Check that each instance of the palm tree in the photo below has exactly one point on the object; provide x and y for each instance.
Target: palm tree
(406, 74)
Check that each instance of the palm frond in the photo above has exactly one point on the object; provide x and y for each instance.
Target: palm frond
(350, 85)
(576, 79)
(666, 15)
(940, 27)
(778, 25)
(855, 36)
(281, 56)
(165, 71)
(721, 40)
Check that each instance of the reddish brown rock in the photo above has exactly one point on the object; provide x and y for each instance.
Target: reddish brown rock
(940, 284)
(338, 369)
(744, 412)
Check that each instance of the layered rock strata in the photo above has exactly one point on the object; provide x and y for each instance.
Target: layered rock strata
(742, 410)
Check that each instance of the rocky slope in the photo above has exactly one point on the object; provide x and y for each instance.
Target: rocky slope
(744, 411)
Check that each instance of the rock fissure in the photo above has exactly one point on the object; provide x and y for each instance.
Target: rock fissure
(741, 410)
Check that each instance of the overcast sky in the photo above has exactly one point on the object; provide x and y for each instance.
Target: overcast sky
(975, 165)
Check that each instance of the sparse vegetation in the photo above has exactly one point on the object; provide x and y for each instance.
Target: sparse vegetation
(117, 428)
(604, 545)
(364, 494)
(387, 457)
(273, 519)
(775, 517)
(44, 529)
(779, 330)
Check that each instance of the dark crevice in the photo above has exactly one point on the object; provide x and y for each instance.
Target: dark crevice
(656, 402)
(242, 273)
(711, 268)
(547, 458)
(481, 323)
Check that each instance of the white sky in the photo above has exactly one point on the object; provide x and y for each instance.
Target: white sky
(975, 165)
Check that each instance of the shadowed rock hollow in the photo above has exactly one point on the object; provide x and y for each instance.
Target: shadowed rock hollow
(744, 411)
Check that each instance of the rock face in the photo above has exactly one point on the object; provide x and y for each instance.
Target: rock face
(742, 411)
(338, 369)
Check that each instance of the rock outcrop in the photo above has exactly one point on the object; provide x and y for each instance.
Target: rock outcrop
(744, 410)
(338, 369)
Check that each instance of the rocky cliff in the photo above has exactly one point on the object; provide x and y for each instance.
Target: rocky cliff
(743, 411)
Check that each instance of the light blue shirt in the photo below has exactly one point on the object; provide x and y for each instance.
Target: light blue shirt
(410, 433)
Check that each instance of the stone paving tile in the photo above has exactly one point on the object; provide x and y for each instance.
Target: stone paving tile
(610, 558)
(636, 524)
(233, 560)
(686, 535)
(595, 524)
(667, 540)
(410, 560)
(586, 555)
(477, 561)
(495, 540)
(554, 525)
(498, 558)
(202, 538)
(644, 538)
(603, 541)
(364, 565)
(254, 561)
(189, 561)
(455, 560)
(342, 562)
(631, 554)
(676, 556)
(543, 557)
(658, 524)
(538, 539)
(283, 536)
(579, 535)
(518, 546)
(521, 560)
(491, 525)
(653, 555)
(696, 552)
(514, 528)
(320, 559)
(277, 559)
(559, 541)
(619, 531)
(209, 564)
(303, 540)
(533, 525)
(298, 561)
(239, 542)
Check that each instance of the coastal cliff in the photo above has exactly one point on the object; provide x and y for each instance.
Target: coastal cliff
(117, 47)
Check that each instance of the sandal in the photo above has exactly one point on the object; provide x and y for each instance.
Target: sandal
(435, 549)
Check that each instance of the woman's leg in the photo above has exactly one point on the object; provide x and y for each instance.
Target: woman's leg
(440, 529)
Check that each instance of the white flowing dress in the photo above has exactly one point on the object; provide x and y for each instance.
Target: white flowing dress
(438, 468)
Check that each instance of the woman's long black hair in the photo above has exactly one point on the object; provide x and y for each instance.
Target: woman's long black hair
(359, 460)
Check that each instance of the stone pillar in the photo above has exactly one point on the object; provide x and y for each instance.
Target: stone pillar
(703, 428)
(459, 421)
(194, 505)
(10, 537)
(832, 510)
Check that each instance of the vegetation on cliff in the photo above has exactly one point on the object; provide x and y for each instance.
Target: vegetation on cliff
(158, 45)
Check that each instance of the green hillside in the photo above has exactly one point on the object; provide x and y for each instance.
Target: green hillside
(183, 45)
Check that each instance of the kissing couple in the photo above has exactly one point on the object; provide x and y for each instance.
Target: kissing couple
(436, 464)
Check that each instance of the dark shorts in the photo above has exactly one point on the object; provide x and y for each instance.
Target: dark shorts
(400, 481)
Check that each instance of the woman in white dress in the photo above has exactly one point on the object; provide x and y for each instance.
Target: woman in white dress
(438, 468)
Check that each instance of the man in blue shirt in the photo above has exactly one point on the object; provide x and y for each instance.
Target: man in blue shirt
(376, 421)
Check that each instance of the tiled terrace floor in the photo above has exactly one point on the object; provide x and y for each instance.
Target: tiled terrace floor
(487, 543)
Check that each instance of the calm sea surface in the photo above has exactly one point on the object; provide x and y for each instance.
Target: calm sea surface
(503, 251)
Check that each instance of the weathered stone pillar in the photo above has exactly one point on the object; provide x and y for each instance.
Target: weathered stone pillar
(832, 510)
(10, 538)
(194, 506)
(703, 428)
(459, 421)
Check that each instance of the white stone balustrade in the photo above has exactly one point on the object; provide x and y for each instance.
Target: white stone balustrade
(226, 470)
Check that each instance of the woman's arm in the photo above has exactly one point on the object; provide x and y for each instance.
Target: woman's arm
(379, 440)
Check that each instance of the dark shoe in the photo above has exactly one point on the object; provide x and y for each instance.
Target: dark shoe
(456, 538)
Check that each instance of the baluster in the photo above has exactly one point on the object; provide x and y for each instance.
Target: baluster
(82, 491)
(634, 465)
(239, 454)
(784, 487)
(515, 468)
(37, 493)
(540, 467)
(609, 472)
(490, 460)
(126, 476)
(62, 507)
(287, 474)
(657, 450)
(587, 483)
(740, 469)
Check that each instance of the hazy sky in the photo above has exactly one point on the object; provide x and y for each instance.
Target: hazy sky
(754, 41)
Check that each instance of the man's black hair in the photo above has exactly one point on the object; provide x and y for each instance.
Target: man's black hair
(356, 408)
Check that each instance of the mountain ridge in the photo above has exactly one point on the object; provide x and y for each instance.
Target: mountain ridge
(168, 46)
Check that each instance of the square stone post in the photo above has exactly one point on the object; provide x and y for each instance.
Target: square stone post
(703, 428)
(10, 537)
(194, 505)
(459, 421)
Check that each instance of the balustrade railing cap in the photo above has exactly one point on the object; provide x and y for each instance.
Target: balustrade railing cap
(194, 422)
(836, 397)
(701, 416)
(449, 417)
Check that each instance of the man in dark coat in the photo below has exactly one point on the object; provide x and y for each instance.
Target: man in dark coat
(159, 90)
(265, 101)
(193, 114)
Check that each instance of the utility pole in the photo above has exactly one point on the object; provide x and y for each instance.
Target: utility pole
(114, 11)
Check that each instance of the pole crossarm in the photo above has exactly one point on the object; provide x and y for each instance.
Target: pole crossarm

_Task_: Everything from the line with "Check that each instance of the mountain" through the last line of the material above should be echoed exactly, and nothing else.

_Solved problem_:
Check that each instance of the mountain ridge in the photo above has exactly one point on the object; provide x and y for each instance.
Target: mountain ridge
(168, 46)
Check that each instance of the square stone post in the photo above has exactly one point on the object; provide x and y for each instance.
Target: square stone post
(703, 428)
(10, 537)
(194, 505)
(459, 421)
Check that each instance of the balustrade railing cap in the photo above has exactly one point on the object; provide x and y for each instance.
Target: balustrade railing cap
(194, 422)
(836, 397)
(701, 416)
(449, 417)
Check that each instance of the man in dark coat in the photo below has exactly one point on the object; provide x and y for each instance.
Target: man in dark coat
(159, 90)
(265, 101)
(193, 114)
Check that each instance of the utility pole in the photo above has exactly one point on the object; provide x and y for each instance.
Target: utility pole
(114, 11)
Check that each instance of the pole crossarm in the photo above has exactly one point on the object; provide x and y for each instance.
Target: pole crossarm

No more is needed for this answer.